### WHAT YOU SHOULD DO:
Reproduce, without changes, everything from the line containing "Put a marker on every instance of the neck" down to the final line of the rows below.

### EXERCISE MATERIAL:
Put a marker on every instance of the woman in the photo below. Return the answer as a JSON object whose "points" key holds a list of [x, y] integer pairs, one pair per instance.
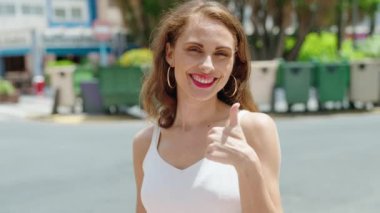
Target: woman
{"points": [[204, 154]]}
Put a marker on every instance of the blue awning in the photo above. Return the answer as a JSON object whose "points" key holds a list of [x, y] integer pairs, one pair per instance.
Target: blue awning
{"points": [[14, 52], [73, 51]]}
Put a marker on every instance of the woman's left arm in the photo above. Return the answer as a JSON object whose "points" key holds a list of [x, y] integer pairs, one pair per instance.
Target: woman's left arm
{"points": [[259, 172], [251, 145]]}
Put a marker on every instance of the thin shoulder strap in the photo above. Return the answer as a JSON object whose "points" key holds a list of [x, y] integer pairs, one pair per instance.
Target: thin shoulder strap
{"points": [[242, 113], [155, 136]]}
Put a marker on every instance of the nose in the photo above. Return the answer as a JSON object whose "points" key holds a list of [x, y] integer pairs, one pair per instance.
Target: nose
{"points": [[207, 64]]}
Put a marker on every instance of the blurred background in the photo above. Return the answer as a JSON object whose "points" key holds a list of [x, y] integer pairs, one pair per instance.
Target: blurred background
{"points": [[71, 73]]}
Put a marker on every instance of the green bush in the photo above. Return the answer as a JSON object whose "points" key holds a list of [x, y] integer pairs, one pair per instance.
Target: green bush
{"points": [[348, 52], [136, 57], [319, 46], [6, 88]]}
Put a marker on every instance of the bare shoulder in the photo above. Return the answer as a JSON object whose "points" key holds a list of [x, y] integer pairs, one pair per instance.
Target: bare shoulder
{"points": [[260, 122], [141, 142], [260, 129]]}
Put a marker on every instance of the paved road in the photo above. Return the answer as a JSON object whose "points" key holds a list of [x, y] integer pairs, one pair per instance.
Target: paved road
{"points": [[330, 164]]}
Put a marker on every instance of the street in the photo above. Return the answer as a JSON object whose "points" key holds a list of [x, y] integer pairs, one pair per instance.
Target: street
{"points": [[330, 163]]}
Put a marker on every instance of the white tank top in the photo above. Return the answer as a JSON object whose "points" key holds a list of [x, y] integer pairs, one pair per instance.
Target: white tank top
{"points": [[204, 187]]}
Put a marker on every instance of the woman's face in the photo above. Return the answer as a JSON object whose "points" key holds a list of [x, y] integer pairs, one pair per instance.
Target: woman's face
{"points": [[203, 58]]}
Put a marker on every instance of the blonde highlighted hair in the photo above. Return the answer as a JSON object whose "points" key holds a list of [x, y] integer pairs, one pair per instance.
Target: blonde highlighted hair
{"points": [[158, 99]]}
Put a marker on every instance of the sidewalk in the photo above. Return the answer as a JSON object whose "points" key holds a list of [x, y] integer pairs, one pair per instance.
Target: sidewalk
{"points": [[40, 108], [27, 107]]}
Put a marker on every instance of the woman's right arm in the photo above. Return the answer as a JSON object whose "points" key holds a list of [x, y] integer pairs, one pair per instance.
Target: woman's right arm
{"points": [[141, 144]]}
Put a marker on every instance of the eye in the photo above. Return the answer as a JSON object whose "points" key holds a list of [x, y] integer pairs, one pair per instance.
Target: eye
{"points": [[223, 54], [194, 49]]}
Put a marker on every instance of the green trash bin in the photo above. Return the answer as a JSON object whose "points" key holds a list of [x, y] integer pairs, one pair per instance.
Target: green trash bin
{"points": [[331, 81], [82, 73], [262, 82], [120, 86], [295, 78]]}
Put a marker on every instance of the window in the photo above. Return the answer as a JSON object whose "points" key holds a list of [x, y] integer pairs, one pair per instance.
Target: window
{"points": [[76, 13], [26, 9], [38, 10], [60, 13], [31, 10], [7, 9]]}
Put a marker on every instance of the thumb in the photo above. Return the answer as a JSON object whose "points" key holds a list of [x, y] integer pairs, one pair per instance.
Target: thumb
{"points": [[234, 119]]}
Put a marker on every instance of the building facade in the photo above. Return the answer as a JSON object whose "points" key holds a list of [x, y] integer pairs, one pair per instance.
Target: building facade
{"points": [[35, 31]]}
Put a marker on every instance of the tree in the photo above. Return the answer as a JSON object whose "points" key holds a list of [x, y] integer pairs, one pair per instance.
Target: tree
{"points": [[141, 16], [370, 8]]}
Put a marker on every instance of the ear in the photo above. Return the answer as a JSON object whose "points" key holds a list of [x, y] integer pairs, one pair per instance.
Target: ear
{"points": [[169, 54]]}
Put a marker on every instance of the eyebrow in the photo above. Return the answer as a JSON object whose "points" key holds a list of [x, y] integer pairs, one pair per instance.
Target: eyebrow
{"points": [[200, 45]]}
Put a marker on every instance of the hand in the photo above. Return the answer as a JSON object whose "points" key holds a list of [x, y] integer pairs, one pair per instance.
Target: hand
{"points": [[228, 144]]}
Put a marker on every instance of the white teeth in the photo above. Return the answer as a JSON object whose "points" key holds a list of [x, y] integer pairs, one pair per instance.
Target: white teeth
{"points": [[202, 80]]}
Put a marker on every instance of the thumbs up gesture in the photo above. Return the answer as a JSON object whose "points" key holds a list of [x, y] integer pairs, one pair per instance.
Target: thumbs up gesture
{"points": [[228, 144]]}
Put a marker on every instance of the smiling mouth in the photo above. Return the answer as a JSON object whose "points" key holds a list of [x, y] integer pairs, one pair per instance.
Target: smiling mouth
{"points": [[202, 81]]}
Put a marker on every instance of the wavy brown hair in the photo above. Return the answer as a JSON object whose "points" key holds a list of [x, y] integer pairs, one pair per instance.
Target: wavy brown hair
{"points": [[158, 99]]}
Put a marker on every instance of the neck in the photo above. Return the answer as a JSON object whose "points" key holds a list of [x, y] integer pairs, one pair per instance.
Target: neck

### OUTPUT FOR THIS TASK:
Put a marker on every instance of the neck in the photo above. Return the answer as a JSON object whose "points" key holds a list of [x, y] integer pairs, one pair per instance.
Target: neck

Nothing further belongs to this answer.